Overall, our analyses showed that impedance levels in mare’s uterine tissues decreased during the CA phase. Therefore, we conclude that electrical impedance in uterine tissues could be useful in determining the presence of active CL. However, in this study, we could not detect significant differences among the different estrous cycle stages in mares. This may be because of the limited samples. We recommend further studies examine the relationships between the mucus-related genes and mucus production to further evaluate the estrous cycle stages and/or to find characteristic changes in mares.

Methods

Animals

All animal procedures in this study were conducted in accordance with the Hokkaido University guidelines for the care and use of animals. Non-pregnant, mature native Hokkaido mares (n = 3, 5–16 years of age) were kept at the experimental farm of the Field Science Center for Northern Biosphere, Hokkaido University. Ultrasonography was performed daily to determine the day of ovulation. Vaginal mucus impedance was measured during the breeding season (late April to late May in Hokkaido, ~N42°) using an impedance checker (Muromachi, Tokyo, Japan; range, 0–19.9 kΩ, ± 1% ± 1 digit). Prior to measurement, the vulva was washed with soap, rinsed with water, and wiped with a paper towel. The impedance checker probe was then inserted into the vagina and pressed firmly against the vaginal wall. Impedance was recorded once the values stabilized.

Tissue collection

Non-pregnant uterine tissues from Anglo-Norman mares (n ≥ 10, 2–11 years of age, 600–1000 kg weight) were collected at the local abattoir in Kumamoto, Japan. Ovaries and uteri with macroscopic abnormalities, including ovulatory hemorrhagic follicles, were rejected. Uteri were classified via macroscopic observation of the CLs and follicles [5, 6, 13] into early luteal phase (corpora hemorrhagica (CH)), developing luteal phase (Dev-CL), middle luteal phase (Mid-CL), late luteal phase (Late-CL), and regressed luteal phase (corpora albicans (CA)) (n ≥ 10 for each phase; Table 1). After the estrous cycle stage was determined, endometrial tissues ipsilateral to the CL or follicle were immediately frozen and stored at –80°C until they were processed for RNA extraction. During sample collection, the electrical mucus impedance of the uteri was also measured using an impedance checker. To measure the uteri mucus impedance, the impedance checker probe was inserted from the cervix to the uterus, and pressed against the uterine body. Impedance was recorded after stabilization. Note that electrical impedance was measured on the uterine body area of carcasses because the vaginal region was observed to be contaminated or damaged during sample collection.

## To do
1. Summarize the excerpt on mare uterine impedance in two sentences.
2. Repeat everything in the excerpt on mare uterine impedance from "All animal procedures" down to "the values stabilized.".
The material has nothing to do with the excerpt on mare uterine impedance.

## Given records
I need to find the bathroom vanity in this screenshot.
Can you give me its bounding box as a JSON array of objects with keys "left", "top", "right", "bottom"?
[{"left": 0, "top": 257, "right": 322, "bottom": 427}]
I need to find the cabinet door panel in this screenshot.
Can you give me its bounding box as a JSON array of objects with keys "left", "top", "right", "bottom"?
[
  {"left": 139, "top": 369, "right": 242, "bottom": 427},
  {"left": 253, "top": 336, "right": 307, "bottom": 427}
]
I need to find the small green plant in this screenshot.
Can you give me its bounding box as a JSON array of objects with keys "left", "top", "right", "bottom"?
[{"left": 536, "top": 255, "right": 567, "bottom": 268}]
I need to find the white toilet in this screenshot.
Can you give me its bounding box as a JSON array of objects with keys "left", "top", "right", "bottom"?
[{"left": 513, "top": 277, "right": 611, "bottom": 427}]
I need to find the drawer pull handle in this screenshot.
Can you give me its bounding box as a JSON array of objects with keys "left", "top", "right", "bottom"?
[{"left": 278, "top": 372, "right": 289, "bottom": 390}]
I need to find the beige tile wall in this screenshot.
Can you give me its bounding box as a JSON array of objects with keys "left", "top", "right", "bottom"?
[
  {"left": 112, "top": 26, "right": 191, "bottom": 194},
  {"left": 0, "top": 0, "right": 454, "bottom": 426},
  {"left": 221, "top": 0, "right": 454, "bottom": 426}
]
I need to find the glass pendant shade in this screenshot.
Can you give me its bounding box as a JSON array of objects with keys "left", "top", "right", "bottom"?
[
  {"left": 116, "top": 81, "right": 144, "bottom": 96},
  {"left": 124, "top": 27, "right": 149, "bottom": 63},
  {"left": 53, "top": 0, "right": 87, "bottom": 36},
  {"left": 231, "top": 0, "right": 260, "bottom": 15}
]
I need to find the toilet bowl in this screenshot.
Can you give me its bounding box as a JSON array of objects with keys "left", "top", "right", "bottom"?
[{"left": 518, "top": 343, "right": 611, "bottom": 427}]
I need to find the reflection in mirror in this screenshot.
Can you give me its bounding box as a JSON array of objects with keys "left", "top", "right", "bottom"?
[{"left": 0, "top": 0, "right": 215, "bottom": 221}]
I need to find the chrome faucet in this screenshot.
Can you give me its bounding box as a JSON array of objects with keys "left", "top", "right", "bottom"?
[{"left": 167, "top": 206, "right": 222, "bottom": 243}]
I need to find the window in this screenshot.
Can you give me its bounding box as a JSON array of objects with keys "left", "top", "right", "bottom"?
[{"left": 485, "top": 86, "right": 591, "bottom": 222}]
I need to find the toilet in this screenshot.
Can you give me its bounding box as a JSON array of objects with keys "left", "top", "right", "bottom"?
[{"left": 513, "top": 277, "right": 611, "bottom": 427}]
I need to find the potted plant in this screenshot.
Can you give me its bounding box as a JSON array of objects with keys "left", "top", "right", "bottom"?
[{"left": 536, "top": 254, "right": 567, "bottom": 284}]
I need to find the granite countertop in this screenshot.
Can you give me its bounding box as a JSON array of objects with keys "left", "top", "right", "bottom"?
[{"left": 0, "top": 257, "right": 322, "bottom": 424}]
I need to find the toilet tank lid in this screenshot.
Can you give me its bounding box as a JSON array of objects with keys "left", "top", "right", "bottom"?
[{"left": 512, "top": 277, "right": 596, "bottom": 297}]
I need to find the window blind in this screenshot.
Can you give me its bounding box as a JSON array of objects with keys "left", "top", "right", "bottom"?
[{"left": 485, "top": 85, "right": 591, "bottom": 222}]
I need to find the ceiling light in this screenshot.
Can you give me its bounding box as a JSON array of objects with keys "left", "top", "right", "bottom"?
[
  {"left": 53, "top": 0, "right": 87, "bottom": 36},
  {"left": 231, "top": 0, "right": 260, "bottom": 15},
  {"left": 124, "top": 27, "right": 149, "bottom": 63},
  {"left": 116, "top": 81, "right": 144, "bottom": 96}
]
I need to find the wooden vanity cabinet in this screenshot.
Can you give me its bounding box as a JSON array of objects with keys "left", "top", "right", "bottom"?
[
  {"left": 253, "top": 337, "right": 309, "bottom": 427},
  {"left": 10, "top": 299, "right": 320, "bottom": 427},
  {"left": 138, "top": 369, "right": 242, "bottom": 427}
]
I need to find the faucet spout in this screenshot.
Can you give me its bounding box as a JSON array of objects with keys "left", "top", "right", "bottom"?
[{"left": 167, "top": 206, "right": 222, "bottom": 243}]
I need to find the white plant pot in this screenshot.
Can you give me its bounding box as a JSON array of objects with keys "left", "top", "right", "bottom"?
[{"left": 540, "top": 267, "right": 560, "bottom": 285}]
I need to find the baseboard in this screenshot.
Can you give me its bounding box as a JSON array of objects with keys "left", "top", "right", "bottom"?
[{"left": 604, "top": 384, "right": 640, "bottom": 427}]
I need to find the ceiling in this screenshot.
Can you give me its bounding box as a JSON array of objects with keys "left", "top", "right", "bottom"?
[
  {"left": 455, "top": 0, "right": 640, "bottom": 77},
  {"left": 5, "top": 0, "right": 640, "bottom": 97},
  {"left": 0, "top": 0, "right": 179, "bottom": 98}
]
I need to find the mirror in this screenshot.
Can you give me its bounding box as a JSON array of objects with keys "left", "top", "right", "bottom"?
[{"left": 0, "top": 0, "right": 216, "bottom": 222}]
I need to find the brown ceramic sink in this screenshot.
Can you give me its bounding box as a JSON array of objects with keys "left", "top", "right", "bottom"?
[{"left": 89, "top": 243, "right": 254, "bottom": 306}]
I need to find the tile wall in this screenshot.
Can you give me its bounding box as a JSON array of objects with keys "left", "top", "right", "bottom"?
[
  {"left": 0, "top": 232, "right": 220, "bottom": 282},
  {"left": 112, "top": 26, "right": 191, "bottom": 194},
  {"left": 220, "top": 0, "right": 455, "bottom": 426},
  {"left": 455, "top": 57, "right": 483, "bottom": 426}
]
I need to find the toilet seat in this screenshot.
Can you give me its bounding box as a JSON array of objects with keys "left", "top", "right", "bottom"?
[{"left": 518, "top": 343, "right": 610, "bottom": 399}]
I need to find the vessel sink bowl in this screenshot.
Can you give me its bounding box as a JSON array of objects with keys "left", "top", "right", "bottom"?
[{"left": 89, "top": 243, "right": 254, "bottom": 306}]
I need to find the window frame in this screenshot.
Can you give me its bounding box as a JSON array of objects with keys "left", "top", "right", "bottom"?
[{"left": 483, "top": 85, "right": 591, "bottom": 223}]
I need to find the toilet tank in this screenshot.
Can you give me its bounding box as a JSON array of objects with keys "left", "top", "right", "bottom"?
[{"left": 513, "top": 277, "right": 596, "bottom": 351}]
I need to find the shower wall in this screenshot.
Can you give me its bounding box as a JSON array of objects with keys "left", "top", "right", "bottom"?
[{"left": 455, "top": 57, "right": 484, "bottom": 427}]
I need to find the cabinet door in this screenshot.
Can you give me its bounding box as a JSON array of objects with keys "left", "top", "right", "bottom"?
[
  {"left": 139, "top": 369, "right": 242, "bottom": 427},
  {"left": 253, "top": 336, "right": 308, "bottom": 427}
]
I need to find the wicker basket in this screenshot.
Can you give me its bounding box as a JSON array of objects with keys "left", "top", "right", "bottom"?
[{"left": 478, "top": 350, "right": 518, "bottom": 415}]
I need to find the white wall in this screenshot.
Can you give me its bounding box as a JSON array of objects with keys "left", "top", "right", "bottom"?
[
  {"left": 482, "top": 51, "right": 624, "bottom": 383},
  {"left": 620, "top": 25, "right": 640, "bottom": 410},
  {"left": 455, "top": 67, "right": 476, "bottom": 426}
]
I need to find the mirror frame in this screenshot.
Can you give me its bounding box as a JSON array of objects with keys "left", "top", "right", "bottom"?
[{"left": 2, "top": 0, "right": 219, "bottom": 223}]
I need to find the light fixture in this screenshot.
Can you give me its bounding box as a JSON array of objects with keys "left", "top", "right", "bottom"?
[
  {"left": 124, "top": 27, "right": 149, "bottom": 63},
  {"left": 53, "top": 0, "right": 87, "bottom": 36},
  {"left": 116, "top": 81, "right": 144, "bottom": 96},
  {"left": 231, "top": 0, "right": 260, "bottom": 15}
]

## Solutions to each task
1. Impedance in mare uterine tissues fell during the CA phase, so the authors conclude that electrical impedance could help determine the presence of active CL, though they found no significant differences among estrous cycle stages, possibly because of limited samples. The methods describe measuring vaginal mucus impedance in three native Hokkaido mares and uterine mucus impedance in abattoir-collected tissues from Anglo-Norman mares classified by luteal phase.

2.
All animal procedures in this study were conducted in accordance with the Hokkaido University guidelines for the care and use of animals. Non-pregnant, mature native Hokkaido mares (n = 3, 5–16 years of age) were kept at the experimental farm of the Field Science Center for Northern Biosphere, Hokkaido University. Ultrasonography was performed daily to determine the day of ovulation. Vaginal mucus impedance was measured during the breeding season (late April to late May in Hokkaido, ~N42°) using an impedance checker (Muromachi, Tokyo, Japan; range, 0–19.9 kΩ, ± 1% ± 1 digit). Prior to measurement, the vulva was washed with soap, rinsed with water, and wiped with a paper towel. The impedance checker probe was then inserted into the vagina and pressed firmly against the vaginal wall. Impedance was recorded once the values stabilized.